=== Your instructions ===
Please restate the lines shown below exactly, every one of them.

Saved entries:
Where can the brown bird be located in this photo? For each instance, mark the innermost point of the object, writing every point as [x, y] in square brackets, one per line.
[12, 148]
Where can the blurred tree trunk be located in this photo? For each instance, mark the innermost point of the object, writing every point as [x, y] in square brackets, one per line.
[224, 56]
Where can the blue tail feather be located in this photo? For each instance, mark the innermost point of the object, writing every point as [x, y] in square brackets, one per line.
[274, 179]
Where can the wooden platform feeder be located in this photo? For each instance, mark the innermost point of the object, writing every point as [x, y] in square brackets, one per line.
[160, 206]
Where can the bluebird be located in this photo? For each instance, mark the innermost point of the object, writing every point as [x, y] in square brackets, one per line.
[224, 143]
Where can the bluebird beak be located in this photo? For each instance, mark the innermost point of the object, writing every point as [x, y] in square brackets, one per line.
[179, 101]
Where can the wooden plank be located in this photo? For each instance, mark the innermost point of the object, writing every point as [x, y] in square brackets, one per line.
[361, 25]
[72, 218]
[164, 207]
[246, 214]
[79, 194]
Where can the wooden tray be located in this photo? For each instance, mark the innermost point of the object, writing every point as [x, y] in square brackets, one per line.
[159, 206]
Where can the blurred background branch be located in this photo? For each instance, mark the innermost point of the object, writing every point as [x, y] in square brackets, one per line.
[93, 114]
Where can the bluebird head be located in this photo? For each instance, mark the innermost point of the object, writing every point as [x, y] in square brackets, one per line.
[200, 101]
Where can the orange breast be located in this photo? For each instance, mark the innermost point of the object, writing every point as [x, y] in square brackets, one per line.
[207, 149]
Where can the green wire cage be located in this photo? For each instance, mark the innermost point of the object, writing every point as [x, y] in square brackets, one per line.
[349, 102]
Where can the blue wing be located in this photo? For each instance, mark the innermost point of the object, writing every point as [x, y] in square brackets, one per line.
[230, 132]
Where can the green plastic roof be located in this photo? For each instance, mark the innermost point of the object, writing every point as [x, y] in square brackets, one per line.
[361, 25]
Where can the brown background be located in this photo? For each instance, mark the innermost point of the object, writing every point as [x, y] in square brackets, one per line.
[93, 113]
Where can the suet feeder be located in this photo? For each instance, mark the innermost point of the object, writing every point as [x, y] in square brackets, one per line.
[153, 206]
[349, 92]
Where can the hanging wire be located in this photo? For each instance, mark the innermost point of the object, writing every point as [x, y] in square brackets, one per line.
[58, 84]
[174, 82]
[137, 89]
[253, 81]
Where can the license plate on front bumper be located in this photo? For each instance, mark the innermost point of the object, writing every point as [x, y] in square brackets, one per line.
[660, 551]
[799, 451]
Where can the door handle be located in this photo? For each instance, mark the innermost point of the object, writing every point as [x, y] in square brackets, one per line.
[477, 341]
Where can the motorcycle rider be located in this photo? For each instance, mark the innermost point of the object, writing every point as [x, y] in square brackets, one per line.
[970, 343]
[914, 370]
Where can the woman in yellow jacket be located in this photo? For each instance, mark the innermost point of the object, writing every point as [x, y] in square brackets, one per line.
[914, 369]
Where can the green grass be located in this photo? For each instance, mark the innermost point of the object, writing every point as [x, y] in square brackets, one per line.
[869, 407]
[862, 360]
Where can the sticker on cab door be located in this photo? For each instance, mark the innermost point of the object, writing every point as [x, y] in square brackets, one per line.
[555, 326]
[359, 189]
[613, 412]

=== Reply ===
Where can the brown bird be located in this photo? For each instance, mark the innermost point of the object, writing every point as [x, y] in square brackets, one per line.
[12, 148]
Where can the blurred tree trunk be located in this photo? For each instance, mark the innermost point of the object, writing every point as [x, y] in square brackets, one per line.
[224, 56]
Where can the blue tail feather be located in this photo? For each instance, mark the innermost point of the object, writing every point as [x, y] in square brackets, one per line.
[274, 179]
Where can the wooden platform feeder be located in this photo? For each instance, mark the innermost point of the object, writing every point as [x, y] in square brackets, one per line.
[160, 206]
Where can the bluebird be located in this photo? For each instance, mark the innermost point of the object, writing every point as [x, y] in square brackets, one per line.
[224, 143]
Where can the bluebird beak be located in this photo? For each instance, mark the innermost point of the object, writing every point as [x, y] in square brackets, one per line.
[179, 101]
Where can the wooden plank be located in this photo? For each instance, mark the innermost point of the object, writing every point as [x, y] in square brackets, one per line.
[361, 25]
[72, 218]
[164, 207]
[246, 214]
[79, 194]
Where can the wooden tray be located in this photo? For each instance, mark the innermost point of the object, writing every point as [x, y] in square brackets, one per line.
[159, 206]
Where can the blurred background branch be located in this photo? For each instance, mark the innermost point of the object, writing every point as [x, y] in square brackets, one per line.
[93, 114]
Where can the bluebird head be located in this photo? For each instance, mark the innermost point of the object, writing every point as [x, y] in square brackets, one per line.
[200, 101]
Where can the orange breast be located in this photo? For each instance, mark the innermost point of the object, writing every point as [x, y] in square brackets, one per line.
[207, 149]
Where can the green wire cage be located in this photo? For each instance, mark the innermost point of the object, writing every point as [x, y] in square brackets, one per line.
[349, 102]
Where can the blue wing be located in this photo? For each instance, mark the innermost point of the object, writing every point as [x, y] in square brackets, one per line.
[230, 132]
Where can the green plastic roof be located in this photo? For each instance, mark the innermost point of the object, writing every point as [x, y] in square brackets, one per line.
[361, 25]
Where can the brown background be located in this photo? For each instance, mark the innermost point of the object, writing every point as [x, y] in square brackets, one per line.
[93, 113]
Where can the suet feeder be located in this photo? For each instance, mark the innermost point of the object, writing every point as [x, y] in square brackets, one per line.
[153, 206]
[349, 92]
Where can the hanging wire be located in this photo? For each instance, mark the innermost point of the object, writing every point as [x, y] in square brackets, one per line.
[58, 84]
[174, 82]
[137, 89]
[253, 81]
Where can the license plate on front bumper be located in this photo? For each instance, mark the innermost point of the object, writing every point as [x, y] in square brackets, one per line.
[660, 551]
[799, 451]
Where can the door handle be located in this photo? For each instance, mark the innermost point of the object, writing every point as [x, y] in square brackets, one per line.
[477, 341]
Where can the motorcycle rider be located in this photo? For each instance, mark the innermost point of the object, writing every point as [x, y] in square brackets, one per line.
[970, 343]
[914, 370]
Where can the woman in yellow jacket be located in this photo? For each instance, mark the innermost point of the object, writing every point as [x, y] in square brackets, one per line.
[914, 369]
Where can the green grass be located in this photo? For each instance, mark the innermost point of the object, writing every point as [x, y] in square brackets, one per line.
[869, 407]
[862, 360]
Where can the sticker on cab door be located in this photo? For each instance, mark the innermost point of the object, writing every point as [x, y] in square brackets, one per line.
[555, 326]
[359, 189]
[613, 412]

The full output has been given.